• **Your task**
Your task is to write out the complete listing exactly as it is shown.

• **Provided information**
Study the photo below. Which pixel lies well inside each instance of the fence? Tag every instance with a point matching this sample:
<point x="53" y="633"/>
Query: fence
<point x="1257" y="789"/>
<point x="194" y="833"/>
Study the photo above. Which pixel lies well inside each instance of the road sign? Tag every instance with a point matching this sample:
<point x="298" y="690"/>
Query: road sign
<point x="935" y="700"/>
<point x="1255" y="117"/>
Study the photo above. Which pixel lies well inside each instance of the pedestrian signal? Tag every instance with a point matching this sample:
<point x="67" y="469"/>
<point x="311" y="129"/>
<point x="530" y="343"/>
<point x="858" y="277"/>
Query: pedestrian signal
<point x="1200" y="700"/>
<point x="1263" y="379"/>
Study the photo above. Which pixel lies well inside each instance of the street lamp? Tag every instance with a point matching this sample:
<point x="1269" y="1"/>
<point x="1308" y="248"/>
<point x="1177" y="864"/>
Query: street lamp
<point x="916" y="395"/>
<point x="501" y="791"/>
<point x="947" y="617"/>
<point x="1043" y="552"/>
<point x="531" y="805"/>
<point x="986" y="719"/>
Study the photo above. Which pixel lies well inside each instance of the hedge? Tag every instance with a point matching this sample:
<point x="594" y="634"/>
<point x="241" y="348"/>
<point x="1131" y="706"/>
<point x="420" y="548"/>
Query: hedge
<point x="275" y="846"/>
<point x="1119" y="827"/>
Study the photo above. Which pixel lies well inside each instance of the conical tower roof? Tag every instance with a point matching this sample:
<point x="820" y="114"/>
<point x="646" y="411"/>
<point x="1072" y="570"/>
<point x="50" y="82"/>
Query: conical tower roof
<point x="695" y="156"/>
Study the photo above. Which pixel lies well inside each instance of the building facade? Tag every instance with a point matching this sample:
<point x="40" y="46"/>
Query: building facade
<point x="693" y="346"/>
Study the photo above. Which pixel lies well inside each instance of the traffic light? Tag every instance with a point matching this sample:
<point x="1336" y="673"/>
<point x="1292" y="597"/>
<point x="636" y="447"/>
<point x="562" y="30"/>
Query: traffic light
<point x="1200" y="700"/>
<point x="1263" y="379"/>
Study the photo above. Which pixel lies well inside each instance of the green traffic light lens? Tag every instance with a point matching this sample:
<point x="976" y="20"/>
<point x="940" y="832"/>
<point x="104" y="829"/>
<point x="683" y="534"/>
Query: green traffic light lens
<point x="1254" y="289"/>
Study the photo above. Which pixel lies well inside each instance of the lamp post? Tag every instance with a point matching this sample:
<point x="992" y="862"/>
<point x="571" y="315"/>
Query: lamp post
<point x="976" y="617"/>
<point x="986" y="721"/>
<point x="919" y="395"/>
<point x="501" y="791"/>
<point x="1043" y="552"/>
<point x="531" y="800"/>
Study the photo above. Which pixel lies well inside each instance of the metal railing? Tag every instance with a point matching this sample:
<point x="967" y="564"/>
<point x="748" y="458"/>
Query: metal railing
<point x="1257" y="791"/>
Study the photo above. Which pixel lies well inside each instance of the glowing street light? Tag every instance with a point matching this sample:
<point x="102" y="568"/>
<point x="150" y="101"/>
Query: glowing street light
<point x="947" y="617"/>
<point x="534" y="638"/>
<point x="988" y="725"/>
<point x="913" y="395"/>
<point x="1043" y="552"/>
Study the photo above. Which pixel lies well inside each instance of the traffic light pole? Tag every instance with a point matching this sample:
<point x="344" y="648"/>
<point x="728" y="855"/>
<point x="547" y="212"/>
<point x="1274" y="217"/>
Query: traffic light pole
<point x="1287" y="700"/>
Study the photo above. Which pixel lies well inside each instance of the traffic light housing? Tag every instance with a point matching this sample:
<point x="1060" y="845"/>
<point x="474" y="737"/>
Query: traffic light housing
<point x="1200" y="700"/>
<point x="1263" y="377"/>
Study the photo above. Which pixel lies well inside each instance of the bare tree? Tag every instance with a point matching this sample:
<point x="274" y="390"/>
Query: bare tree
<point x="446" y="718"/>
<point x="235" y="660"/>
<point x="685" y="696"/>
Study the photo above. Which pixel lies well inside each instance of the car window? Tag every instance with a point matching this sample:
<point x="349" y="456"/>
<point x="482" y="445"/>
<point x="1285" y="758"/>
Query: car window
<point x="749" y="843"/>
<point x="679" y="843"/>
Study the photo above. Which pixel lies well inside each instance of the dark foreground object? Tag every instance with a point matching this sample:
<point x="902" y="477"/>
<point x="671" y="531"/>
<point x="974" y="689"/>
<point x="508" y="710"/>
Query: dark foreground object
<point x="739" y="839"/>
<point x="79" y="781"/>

• **Solution**
Study the photo below. Which pixel lies well inside each instance of the fence? Tag every instance with a point matching this sample:
<point x="53" y="633"/>
Query: fence
<point x="1257" y="789"/>
<point x="194" y="833"/>
Study the photo above. Which pixel lies well inside each instance of the road sign? Tag every instance with a point matching this sample:
<point x="298" y="690"/>
Query: road sign
<point x="935" y="700"/>
<point x="1255" y="117"/>
Study the photo above. Which pixel lies well inside each instance of the pedestrian signal? Tag every instance with a point matching this sample:
<point x="67" y="469"/>
<point x="311" y="129"/>
<point x="530" y="343"/>
<point x="858" y="277"/>
Query: pedestrian signal
<point x="1200" y="700"/>
<point x="1263" y="379"/>
Study the photo above. Which pixel lies well inside each instance of the street lamp? Tag every instance with a point matching this sample:
<point x="1269" y="1"/>
<point x="1308" y="248"/>
<point x="1177" y="864"/>
Query: street lamp
<point x="916" y="395"/>
<point x="501" y="791"/>
<point x="947" y="617"/>
<point x="1043" y="552"/>
<point x="531" y="805"/>
<point x="986" y="719"/>
Study the photo above. Which pixel lies well inside each instance of the hedge? Tag every instance with a point matching this sample:
<point x="594" y="634"/>
<point x="241" y="348"/>
<point x="1131" y="706"/>
<point x="420" y="548"/>
Query: hedge
<point x="275" y="846"/>
<point x="1119" y="827"/>
Study the photo above. Which pixel lies well inside each instance of the conical tower roof? Tag every instance with a point matching this sample:
<point x="820" y="114"/>
<point x="646" y="411"/>
<point x="1072" y="570"/>
<point x="50" y="82"/>
Query: conical tower roof
<point x="695" y="156"/>
Study the photo above. Which pixel lies well inside each instance of the building facade? Tag every instance with a point matching this sample:
<point x="40" y="46"/>
Query: building facade
<point x="693" y="346"/>
Study the photo above. Which pixel lies well inside each instance of the traffic light? Tag every instance with a point matching this sample:
<point x="1336" y="673"/>
<point x="1292" y="597"/>
<point x="636" y="447"/>
<point x="562" y="30"/>
Query: traffic light
<point x="1200" y="700"/>
<point x="1263" y="379"/>
Study the photo above. Which pixel lies well inside each instance of the green traffic light lens? Tag every instance with a point matching this sample:
<point x="976" y="20"/>
<point x="940" y="832"/>
<point x="104" y="829"/>
<point x="683" y="534"/>
Query: green traffic light lens
<point x="1254" y="289"/>
Study the photo above. Which pixel lies well inside each instance of the lamp post? Tag every instance with a point matching this sample:
<point x="992" y="862"/>
<point x="571" y="315"/>
Query: lamp post
<point x="976" y="617"/>
<point x="986" y="721"/>
<point x="919" y="395"/>
<point x="501" y="791"/>
<point x="1043" y="552"/>
<point x="531" y="800"/>
Study the photo above. Which pixel lies well inside each instance of the metal railing? Tag every instance with a point matching this sample:
<point x="967" y="564"/>
<point x="748" y="458"/>
Query: metal railing
<point x="1257" y="791"/>
Study the photo above. Which pixel lies well inside each instance of the glowing street light? Tag every instance with a point matching this sample:
<point x="102" y="568"/>
<point x="150" y="101"/>
Query: glowing street light
<point x="947" y="617"/>
<point x="534" y="638"/>
<point x="988" y="725"/>
<point x="913" y="395"/>
<point x="1043" y="552"/>
Study the photo above. Which pixel lies well inside each instance of the traffic light pole? Tag every instance with a point matching this sample:
<point x="344" y="648"/>
<point x="728" y="855"/>
<point x="547" y="212"/>
<point x="1274" y="217"/>
Query: traffic light pole
<point x="1287" y="700"/>
Study the photo above. Which pixel lies well inside each instance of the traffic light housing? Tag every instance with a point matching this sample:
<point x="1060" y="845"/>
<point x="474" y="737"/>
Query: traffic light housing
<point x="1200" y="700"/>
<point x="1263" y="377"/>
Study the photo above. Which pixel lies well inside each instance of the bare tree? Tag every instance with a point matching this sample:
<point x="274" y="390"/>
Query: bare tree
<point x="446" y="718"/>
<point x="235" y="660"/>
<point x="685" y="696"/>
Study the photo above. Which pixel lies well inside each instance of the car window? Tag every instance with a point matching this sample:
<point x="349" y="456"/>
<point x="482" y="445"/>
<point x="1285" y="758"/>
Query: car window
<point x="749" y="843"/>
<point x="679" y="843"/>
Study the photo above. Which pixel lies well inside each instance of the dark foreground object? Tag every instance with a point matching this sample:
<point x="902" y="477"/>
<point x="671" y="531"/>
<point x="974" y="689"/>
<point x="508" y="710"/>
Query: dark foreground object
<point x="739" y="839"/>
<point x="79" y="781"/>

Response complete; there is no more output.